Task instructions:
1: In the book review, what does the reviewer say about their own health?
2: Using only the book review, explain why the reviewer couldn't connect with the book.
3: Resume the book review after its last sentence.

Start of Excerpt to read

I’m biased when it comes to stories like this. I don’t have cancer, but I do have an illness that will one day kill me. I can understand the emotions Green wrote about better than a lot of people.
However, I just couldn’t connect with this book. The two main characters seemed like two halves of the same coin. Yes, teens can have deep, thoughtful discussions about life and death and what it all means. But they don’t always use big words and extreme metaphors to do it. They don’t sound like 30 year old trapped in teen bodies. I get that these are Green’s characters and he can write them how he wants. But I think I would have liked reading these teen’s words if they spoke like teens. You can have the same meaningful talks without coming across as slightly pretentious.

End of Excerpt to read
Start of Data records

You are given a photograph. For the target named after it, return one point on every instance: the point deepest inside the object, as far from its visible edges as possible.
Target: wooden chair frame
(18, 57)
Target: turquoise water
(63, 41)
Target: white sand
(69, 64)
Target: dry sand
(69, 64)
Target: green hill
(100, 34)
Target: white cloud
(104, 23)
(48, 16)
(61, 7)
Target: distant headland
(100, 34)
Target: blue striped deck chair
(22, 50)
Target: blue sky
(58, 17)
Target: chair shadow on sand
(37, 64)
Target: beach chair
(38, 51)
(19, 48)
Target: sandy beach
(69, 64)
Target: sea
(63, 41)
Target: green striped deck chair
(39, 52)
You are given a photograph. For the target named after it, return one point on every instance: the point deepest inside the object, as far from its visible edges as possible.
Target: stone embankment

End of Data records
Start of Data records

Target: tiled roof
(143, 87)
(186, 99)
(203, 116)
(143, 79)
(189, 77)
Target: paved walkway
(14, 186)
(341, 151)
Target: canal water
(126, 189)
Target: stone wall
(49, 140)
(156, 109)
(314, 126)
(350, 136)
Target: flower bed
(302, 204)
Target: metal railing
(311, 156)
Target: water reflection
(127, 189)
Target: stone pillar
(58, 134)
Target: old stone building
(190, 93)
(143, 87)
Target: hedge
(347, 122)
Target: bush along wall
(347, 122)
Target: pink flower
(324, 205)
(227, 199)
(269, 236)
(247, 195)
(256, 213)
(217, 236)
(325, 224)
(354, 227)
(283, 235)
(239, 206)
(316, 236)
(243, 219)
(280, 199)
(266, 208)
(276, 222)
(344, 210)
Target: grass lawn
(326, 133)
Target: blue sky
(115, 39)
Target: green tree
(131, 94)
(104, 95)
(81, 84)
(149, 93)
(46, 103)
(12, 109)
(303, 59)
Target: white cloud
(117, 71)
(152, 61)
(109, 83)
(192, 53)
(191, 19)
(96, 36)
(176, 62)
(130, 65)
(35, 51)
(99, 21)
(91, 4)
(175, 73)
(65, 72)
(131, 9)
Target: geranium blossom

End of Data records

Expected outputs:
1: The reviewer doesn't have cancer but has an illness that will one day kill them.

2: The two main characters seemed like two halves of the same coin, and they talked about life and death using big words and extreme metaphors, sounding like 30-year-olds trapped in teen bodies. The reviewer would have preferred teens who spoke like teens, since the same meaningful talks could happen without seeming slightly pretentious.

3:
I’ll admit to not crying once during this book. I didn’t even tear up. Maybe that makes me heartless, but there was just something missing and I think it goes back to how the characters thought and talked. They weren’t teens in my head. It wasn’t a teen romance centered on teens with cancer facing death. Facing a terminal illness makes you grow up a lot faster than anyone else, it’s true. But it still doesn’t make you an adult. It makes you a teen with some of the worst cards life can deal.
The whole plot around Van Houten just felt unrealistic and forced. This book could have been just as thought provoking without the trip to Amsterdam. You don’t need a huge trip to someplace special to have the same impact on readers.
For all the hype that surrounded this book, I felt extremely let down. It wasn’t what I thought it would be and left me feeling a little more annoyed than sad.